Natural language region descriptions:
━━━
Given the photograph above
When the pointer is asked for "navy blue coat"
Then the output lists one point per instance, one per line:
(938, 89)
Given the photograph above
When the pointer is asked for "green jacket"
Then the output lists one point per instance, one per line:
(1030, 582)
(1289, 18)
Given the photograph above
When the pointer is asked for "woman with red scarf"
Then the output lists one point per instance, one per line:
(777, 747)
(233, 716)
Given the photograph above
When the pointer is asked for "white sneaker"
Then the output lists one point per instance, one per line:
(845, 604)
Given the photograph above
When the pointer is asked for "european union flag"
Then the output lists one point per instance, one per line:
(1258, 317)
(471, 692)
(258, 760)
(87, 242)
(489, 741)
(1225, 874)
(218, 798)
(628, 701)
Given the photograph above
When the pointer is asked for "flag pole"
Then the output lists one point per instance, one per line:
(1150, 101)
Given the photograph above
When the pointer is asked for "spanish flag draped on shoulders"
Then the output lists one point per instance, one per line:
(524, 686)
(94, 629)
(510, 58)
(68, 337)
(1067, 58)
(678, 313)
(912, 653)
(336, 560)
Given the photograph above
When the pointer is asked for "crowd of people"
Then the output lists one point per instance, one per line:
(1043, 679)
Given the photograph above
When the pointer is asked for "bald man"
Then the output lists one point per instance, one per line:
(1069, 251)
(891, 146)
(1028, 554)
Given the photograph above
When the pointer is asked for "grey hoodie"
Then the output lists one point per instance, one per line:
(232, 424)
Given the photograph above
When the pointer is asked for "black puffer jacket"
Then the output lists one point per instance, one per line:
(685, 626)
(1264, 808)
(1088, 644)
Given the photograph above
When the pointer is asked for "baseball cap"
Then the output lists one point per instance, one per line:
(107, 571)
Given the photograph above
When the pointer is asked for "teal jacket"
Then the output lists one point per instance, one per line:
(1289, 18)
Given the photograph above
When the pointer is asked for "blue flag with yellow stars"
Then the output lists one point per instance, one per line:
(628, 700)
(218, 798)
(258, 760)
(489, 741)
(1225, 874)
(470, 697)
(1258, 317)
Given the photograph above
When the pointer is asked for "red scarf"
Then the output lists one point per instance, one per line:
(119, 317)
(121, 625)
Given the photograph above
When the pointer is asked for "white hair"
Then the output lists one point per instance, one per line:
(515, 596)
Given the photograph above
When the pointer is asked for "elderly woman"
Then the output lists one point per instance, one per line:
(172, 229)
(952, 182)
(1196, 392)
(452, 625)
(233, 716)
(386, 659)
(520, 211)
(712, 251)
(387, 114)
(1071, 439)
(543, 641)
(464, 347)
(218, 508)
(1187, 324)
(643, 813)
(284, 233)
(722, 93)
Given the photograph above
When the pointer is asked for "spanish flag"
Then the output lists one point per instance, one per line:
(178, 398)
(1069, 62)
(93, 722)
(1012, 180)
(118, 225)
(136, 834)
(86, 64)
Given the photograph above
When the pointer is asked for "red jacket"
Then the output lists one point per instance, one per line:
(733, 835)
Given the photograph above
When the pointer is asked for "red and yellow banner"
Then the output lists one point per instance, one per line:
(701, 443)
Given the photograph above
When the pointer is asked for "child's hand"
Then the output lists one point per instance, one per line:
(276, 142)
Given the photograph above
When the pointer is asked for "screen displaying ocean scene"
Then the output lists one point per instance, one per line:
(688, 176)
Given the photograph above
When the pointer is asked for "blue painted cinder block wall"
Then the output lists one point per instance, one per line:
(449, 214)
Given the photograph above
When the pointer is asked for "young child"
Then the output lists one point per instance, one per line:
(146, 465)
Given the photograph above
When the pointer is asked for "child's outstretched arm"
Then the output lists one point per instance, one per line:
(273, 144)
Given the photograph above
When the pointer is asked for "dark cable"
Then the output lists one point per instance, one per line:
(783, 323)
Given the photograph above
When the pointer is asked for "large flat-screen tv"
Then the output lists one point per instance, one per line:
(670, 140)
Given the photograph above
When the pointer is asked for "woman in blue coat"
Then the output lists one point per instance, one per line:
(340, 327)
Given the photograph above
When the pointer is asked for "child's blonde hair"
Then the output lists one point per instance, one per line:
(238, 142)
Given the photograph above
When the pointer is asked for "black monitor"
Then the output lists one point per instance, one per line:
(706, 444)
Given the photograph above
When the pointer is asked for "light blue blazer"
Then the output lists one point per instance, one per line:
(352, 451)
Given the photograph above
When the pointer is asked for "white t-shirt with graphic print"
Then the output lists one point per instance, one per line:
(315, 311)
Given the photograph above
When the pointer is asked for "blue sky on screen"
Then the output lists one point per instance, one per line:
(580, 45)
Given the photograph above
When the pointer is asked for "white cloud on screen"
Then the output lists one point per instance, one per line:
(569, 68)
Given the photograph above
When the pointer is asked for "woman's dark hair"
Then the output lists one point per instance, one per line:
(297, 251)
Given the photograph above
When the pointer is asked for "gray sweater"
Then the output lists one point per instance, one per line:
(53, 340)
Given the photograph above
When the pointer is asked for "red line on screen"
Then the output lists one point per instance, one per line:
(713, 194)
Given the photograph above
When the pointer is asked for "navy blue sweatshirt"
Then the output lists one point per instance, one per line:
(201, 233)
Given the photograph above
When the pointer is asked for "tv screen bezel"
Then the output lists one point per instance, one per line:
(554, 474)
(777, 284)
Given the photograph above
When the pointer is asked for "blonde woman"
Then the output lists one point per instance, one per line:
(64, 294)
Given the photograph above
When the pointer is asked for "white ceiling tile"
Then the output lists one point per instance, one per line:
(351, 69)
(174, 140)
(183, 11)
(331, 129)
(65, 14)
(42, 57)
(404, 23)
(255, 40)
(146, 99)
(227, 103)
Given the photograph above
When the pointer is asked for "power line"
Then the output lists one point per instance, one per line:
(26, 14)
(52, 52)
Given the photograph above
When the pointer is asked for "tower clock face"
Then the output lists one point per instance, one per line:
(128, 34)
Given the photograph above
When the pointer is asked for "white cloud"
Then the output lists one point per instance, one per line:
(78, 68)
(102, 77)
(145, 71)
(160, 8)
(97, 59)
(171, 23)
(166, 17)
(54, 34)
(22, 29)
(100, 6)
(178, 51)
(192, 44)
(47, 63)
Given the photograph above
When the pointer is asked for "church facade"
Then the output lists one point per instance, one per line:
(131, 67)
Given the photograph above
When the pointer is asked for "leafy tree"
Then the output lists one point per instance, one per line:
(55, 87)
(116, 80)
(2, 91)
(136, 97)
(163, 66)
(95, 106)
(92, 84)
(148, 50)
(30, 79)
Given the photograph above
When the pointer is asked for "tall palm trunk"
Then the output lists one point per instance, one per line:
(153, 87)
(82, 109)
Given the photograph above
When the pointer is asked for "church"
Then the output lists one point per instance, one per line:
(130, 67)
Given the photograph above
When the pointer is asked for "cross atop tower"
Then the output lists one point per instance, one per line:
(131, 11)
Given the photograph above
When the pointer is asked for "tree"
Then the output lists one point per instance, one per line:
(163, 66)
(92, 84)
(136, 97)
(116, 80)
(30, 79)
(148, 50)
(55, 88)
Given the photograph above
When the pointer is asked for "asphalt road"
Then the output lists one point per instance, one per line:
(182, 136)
━━━
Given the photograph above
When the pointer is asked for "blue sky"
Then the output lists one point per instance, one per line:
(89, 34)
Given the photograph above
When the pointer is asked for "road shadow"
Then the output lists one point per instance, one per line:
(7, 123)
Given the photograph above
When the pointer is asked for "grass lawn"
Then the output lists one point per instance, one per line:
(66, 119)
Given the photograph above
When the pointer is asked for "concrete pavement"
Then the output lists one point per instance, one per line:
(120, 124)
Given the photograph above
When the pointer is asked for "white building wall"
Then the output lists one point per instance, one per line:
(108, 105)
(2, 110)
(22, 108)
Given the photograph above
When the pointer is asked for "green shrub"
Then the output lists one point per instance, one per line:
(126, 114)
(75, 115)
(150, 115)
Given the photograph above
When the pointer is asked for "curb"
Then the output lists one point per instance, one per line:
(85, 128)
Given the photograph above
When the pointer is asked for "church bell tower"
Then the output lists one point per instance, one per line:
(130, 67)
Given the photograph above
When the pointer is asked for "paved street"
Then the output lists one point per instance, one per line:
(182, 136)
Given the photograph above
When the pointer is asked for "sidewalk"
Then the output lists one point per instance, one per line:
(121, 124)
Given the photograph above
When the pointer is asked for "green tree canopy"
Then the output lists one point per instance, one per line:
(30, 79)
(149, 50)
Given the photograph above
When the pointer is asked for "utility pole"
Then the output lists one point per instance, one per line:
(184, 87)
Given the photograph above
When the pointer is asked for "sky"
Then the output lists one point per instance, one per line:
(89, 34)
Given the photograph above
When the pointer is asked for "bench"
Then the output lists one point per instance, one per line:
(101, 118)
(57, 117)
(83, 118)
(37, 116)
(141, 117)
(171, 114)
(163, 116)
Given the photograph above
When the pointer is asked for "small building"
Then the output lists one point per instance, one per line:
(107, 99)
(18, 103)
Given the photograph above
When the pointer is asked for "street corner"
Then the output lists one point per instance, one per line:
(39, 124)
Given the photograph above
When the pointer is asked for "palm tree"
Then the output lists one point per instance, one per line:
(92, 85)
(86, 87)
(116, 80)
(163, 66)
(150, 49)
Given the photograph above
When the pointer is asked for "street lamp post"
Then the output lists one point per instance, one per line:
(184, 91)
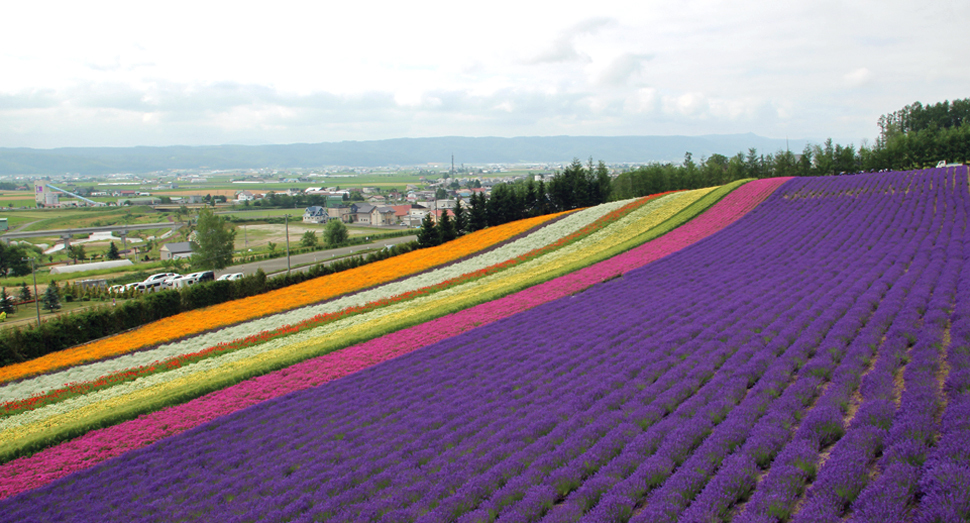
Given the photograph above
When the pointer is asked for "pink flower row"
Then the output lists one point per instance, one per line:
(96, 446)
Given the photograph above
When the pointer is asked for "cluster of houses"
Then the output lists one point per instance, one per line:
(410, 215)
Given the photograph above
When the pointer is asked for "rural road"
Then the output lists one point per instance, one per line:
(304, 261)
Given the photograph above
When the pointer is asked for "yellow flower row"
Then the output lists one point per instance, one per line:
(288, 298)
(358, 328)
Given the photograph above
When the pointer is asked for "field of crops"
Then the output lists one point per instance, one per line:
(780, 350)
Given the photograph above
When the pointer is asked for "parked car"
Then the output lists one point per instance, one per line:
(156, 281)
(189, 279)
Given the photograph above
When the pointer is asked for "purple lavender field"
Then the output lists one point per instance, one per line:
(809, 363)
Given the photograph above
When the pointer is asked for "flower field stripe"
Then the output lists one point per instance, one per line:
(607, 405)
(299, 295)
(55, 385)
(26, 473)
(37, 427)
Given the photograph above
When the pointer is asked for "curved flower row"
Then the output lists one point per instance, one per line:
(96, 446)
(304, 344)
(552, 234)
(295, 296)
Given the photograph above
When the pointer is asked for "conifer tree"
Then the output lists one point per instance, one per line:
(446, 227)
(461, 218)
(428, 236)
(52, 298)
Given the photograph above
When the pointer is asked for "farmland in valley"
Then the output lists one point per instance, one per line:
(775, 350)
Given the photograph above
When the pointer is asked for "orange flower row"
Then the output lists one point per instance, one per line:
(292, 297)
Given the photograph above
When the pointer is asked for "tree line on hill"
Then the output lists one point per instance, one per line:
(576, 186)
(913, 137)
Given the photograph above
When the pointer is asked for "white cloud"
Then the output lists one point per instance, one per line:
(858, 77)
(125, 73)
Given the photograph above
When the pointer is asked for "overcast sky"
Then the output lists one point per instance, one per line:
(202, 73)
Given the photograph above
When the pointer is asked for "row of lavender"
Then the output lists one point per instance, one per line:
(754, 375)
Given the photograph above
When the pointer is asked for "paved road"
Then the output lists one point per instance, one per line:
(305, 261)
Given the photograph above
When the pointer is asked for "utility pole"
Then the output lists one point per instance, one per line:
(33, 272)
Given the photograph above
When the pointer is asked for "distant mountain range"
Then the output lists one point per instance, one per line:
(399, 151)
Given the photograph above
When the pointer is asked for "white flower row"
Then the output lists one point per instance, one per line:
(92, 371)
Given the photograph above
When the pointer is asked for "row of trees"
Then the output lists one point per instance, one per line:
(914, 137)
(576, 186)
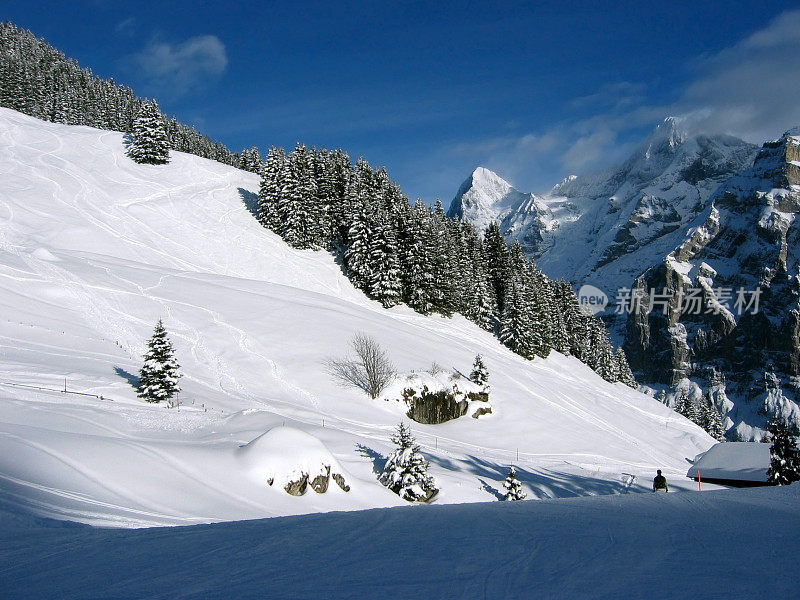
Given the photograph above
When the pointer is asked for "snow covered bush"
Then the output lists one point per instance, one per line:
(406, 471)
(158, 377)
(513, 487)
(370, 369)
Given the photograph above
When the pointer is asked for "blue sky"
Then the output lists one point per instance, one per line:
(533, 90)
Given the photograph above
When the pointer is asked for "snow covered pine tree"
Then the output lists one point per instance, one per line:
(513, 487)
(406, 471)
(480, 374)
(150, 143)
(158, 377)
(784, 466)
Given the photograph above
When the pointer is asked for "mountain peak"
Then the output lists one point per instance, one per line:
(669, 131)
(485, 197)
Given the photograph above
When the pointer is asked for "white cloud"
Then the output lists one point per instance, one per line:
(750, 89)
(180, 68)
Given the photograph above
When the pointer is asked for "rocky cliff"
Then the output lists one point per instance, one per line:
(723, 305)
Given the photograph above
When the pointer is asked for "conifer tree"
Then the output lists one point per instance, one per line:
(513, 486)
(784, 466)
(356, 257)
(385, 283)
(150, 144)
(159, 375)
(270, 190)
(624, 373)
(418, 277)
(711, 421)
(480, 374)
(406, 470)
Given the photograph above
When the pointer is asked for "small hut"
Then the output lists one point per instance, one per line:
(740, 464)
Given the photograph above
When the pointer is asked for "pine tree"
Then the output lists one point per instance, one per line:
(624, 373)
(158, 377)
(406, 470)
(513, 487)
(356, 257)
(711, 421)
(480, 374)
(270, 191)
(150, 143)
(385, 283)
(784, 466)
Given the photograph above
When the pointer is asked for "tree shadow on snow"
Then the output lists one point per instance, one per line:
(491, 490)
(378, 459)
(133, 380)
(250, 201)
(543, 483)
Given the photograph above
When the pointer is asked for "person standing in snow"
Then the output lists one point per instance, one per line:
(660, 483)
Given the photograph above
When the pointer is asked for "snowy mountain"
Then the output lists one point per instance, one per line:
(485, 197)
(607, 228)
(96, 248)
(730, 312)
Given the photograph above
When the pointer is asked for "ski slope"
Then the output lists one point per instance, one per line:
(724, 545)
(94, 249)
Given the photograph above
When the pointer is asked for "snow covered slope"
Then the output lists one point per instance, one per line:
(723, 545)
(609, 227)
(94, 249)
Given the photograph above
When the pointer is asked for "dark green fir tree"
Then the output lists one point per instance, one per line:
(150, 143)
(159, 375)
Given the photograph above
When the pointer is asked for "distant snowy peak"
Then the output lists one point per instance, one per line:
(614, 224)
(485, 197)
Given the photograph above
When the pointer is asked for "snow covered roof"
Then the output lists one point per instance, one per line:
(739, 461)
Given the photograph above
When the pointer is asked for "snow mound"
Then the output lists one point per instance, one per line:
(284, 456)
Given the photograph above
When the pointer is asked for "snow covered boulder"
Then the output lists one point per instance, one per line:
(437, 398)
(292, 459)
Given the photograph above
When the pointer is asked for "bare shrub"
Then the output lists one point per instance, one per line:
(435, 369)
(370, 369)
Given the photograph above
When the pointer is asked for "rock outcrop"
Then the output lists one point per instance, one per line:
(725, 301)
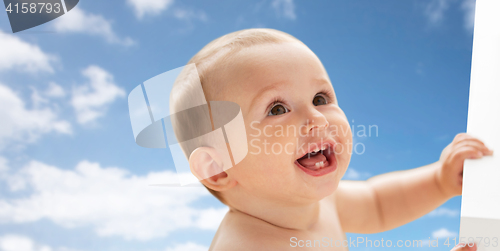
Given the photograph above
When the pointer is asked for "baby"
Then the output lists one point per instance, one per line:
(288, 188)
━━━
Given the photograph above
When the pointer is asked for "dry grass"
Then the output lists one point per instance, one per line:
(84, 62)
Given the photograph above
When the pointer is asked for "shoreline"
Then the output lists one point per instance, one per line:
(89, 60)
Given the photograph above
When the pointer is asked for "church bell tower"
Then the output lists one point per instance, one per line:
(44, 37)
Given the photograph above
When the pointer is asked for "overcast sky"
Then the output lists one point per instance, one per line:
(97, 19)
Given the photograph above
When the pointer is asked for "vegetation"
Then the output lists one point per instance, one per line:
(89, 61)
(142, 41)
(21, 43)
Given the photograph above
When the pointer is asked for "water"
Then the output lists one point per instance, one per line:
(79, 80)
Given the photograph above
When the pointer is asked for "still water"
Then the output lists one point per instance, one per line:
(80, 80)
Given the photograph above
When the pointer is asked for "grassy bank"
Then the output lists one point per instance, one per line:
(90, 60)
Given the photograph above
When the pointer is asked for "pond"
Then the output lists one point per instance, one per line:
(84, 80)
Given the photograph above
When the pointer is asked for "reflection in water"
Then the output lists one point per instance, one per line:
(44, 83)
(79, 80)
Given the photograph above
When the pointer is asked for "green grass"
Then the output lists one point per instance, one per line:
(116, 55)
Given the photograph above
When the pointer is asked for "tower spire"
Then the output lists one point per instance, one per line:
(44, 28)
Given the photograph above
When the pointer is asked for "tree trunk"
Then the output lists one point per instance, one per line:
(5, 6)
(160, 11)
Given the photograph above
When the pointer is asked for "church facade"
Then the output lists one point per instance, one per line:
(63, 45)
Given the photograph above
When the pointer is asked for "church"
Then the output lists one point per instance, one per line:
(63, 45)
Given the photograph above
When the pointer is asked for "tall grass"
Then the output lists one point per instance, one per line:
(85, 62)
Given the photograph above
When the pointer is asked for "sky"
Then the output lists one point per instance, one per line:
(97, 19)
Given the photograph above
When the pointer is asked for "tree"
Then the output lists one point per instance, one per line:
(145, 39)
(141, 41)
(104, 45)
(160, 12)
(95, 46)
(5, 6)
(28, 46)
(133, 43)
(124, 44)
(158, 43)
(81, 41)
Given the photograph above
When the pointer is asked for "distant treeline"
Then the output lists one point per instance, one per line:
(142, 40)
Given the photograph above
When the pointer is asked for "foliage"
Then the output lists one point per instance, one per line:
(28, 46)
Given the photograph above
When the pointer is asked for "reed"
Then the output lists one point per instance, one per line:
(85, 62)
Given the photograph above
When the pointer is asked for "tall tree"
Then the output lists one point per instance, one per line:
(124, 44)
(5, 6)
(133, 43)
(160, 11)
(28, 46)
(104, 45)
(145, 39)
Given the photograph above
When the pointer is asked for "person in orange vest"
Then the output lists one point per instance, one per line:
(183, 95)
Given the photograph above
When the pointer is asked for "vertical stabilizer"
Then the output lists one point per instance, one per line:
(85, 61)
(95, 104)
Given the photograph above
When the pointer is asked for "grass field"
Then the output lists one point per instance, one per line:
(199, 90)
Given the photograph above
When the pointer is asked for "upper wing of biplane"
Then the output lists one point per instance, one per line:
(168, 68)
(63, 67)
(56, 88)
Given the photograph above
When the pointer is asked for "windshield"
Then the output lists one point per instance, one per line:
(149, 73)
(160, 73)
━━━
• Task directions
Copy all lines of the preceding data that hold the word "dark".

• Output
When the pointer is asked for "dark cable"
When the pointer is asked for "woman's dark hair"
When the pointer is asked for "dark green fir tree"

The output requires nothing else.